▸ **PROMPT**:
Write out the whole listing below word for word, but leave the pictures out.

Object point labels:
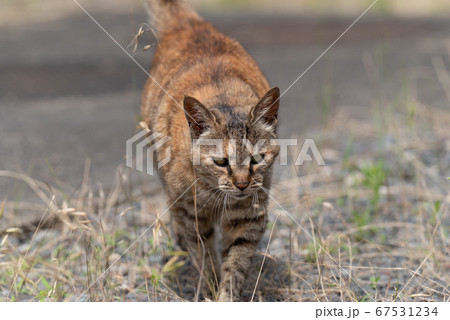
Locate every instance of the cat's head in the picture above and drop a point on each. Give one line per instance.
(233, 147)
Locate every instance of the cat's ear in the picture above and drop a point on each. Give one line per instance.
(199, 118)
(266, 111)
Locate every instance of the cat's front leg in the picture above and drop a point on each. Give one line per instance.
(196, 235)
(241, 236)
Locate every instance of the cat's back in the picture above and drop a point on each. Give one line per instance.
(192, 55)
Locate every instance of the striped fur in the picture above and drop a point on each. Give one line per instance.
(215, 90)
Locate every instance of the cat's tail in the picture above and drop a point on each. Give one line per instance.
(167, 14)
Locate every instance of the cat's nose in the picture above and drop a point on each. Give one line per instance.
(241, 185)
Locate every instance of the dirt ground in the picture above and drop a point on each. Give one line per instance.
(377, 104)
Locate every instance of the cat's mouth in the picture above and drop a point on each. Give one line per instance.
(240, 196)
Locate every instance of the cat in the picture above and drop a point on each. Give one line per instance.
(210, 88)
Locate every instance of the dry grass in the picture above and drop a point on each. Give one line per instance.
(371, 225)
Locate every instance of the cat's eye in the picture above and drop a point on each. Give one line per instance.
(221, 162)
(257, 159)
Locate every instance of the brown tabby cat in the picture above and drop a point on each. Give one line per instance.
(212, 90)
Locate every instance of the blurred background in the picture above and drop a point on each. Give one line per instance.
(68, 93)
(376, 104)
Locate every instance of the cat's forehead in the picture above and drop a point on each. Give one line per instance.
(232, 120)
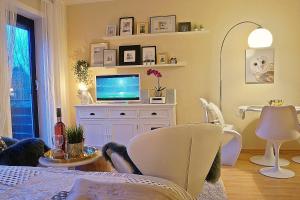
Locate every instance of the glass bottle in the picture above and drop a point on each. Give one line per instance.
(59, 127)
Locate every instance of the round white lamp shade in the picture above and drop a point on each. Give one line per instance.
(260, 38)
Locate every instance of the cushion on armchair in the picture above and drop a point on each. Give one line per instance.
(117, 155)
(23, 153)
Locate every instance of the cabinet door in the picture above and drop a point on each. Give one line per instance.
(122, 131)
(95, 133)
(147, 126)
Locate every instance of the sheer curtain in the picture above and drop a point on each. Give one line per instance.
(55, 65)
(7, 21)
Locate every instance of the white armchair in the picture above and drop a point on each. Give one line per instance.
(231, 140)
(183, 154)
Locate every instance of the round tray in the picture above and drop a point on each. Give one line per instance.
(88, 152)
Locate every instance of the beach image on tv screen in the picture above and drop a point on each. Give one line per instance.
(118, 87)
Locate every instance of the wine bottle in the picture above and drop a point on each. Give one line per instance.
(59, 127)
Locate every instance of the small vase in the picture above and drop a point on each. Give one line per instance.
(157, 93)
(75, 150)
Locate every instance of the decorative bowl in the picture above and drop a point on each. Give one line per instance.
(88, 152)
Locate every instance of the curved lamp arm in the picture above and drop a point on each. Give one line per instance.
(221, 50)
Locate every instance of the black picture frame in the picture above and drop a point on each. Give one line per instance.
(171, 18)
(150, 61)
(184, 26)
(124, 53)
(121, 31)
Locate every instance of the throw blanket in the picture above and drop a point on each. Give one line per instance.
(28, 183)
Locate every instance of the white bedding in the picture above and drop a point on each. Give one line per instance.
(27, 183)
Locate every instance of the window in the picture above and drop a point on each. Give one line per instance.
(24, 110)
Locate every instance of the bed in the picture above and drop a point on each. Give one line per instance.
(35, 183)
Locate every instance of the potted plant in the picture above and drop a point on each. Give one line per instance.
(75, 141)
(82, 76)
(157, 89)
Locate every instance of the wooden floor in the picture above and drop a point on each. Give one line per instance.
(243, 181)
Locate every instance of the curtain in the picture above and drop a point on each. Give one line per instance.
(7, 21)
(54, 69)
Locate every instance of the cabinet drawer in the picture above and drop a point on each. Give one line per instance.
(92, 113)
(120, 114)
(154, 114)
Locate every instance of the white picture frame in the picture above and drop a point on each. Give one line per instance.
(97, 52)
(109, 57)
(259, 66)
(163, 24)
(111, 30)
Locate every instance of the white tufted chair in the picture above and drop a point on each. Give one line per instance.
(182, 154)
(278, 125)
(232, 140)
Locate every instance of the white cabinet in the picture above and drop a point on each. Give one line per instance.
(103, 123)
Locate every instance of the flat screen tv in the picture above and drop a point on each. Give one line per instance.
(120, 88)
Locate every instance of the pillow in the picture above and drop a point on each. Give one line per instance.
(3, 145)
(117, 155)
(24, 153)
(9, 141)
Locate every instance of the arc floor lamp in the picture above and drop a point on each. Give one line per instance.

▸ **OUTPUT OF THE EXERCISE**:
Locate every instance of the cat's head in the picture above and drop a point on each. Give one line per instance.
(233, 147)
Locate every instance of the cat's ear in the picture above and drop a point on each. Give one line per instance.
(199, 118)
(266, 111)
Locate every instance of the cat's front leg in the picture above and drop a point on each. Give one line per instance.
(196, 235)
(241, 236)
Locate every instance of the cat's back in the picture above and drop a point on each. Give one line per instance.
(192, 55)
Locate every instance of the striped fur in the picture above and drop a point on each. Give one line per instance.
(215, 90)
Locate every instance of the cat's tail in the picture above and drop a point on each. Give one line per instance.
(167, 14)
Locate every instance of the cat's nose in the picture above and drop a point on each. Give one line per instance.
(241, 185)
Locate every instance of the dirt ground in the picture above and drop a point on each. Give one line per instance.
(377, 104)
Locate every instance of the cat's mouth in the picture above and drop a point on each. Give one line per instance.
(240, 196)
Locate every instance of the cat in the picture above and drop a point on each. Give one line per instance.
(210, 88)
Locate every instance of the dry grass in the picture above and drop a point on each. Give one line per instance.
(371, 225)
Locate every instance of the cat's eye in the picture above and drop a point on each. Give one line per instance.
(221, 162)
(257, 159)
Locate every instance of the brown tabby cat in the picture above and drop a point on each. Give one line per instance.
(212, 90)
Locate every instance of the blurred background in the picture above and drop a point on each. Give one line per instance.
(68, 93)
(376, 104)
Locate every instance of the cat's forehead in the picture above and drop a point on each. Give one line per instance.
(232, 120)
Locate every instance of the glass bottle in the picture above and drop a point on each. Give one line per instance.
(59, 127)
Locate every instance of the round white lamp shade in the picture above and drop a point on each. Give one line per instance.
(260, 38)
Locate every instance of the cushion on armchair in the picture above and drop a point on each. Give one line per instance.
(117, 155)
(23, 153)
Locate every instance of the cabinet door in the picture above and drop a point on each. Give one line per instance.
(122, 131)
(95, 133)
(147, 126)
Locate every instance of the sheer curtain in the picture above and drop a point on each. Give one line per instance.
(55, 65)
(7, 21)
Locate every instance of the white armchair in the picture above and drop a point on each. Give one line per instance.
(231, 140)
(183, 154)
Locate every instance of the round tray in the picture above and drop a point on each. Give one line per instance.
(88, 152)
Locate every instance of the beach image on tv screen in the picture above and drop a point on each. Give one line per instance.
(118, 87)
Locate every instance of the wine bottle in the picture above and drop a point on each. Give one line per instance.
(59, 127)
Locate every instance of the small vase in the picture above and drop a point on each. Give one line per instance.
(157, 93)
(75, 150)
Locate every instance of the decorative bowl in the picture above and drop a point on each. Give one line per instance.
(88, 152)
Locate every instance of the curved lamp arm in the picture above and drop a point on each. Give one line per instance.
(221, 50)
Locate every instance of the black picture frame in the picture above and drop a point on each. Give one line per instance.
(171, 18)
(150, 61)
(184, 26)
(124, 53)
(121, 31)
Locate every instance of the throw blanket in the picture above and drop a point on each. Give one line per instance.
(28, 183)
Locate every instance of the white bedding in the picture above and drop a point on each. Give one line per instance.
(27, 183)
Locate every instance of the window in the picture above and drop a point on each. Give one line per instance.
(24, 110)
Locate every instance of the bed in the picture above and drop a point on each. Give one line per instance.
(35, 183)
Locate every instance of the potted plant in the picture above and drop a point on each. Give one line per instance.
(75, 141)
(82, 76)
(157, 89)
Locate every instance of the wooden floor in the picture above and drop a point on each. Give one line per instance.
(243, 181)
Locate every instance of the curtain in the picture above and drop a point on each. Give one line per instance.
(7, 21)
(54, 69)
Locate every instance of the cabinet drawer in the picture above and drop a point on each. Give one line per instance.
(92, 113)
(120, 114)
(154, 114)
Locate every instance of the white picture frame in the picture above and drop a point on each. Give one line per instance.
(97, 52)
(109, 57)
(259, 66)
(163, 24)
(111, 30)
Locate every instance of the white tufted chair in the picture above and drop a point on each. Give one line per instance.
(182, 154)
(278, 125)
(232, 140)
Locate every instance of the white cabinet in the picture above and drop a point on each. Give one line per instance.
(103, 123)
Locate every instance of the flat screen tv in the picture above and drop a point on each. Give one line per instance.
(120, 88)
Locate every instance of the pillow in the picture above and drop a point on each. Give one line per instance.
(3, 145)
(117, 155)
(24, 153)
(9, 141)
Locate every instance of the arc floor lamp in the picture above and drop a point on each. Give one line per instance.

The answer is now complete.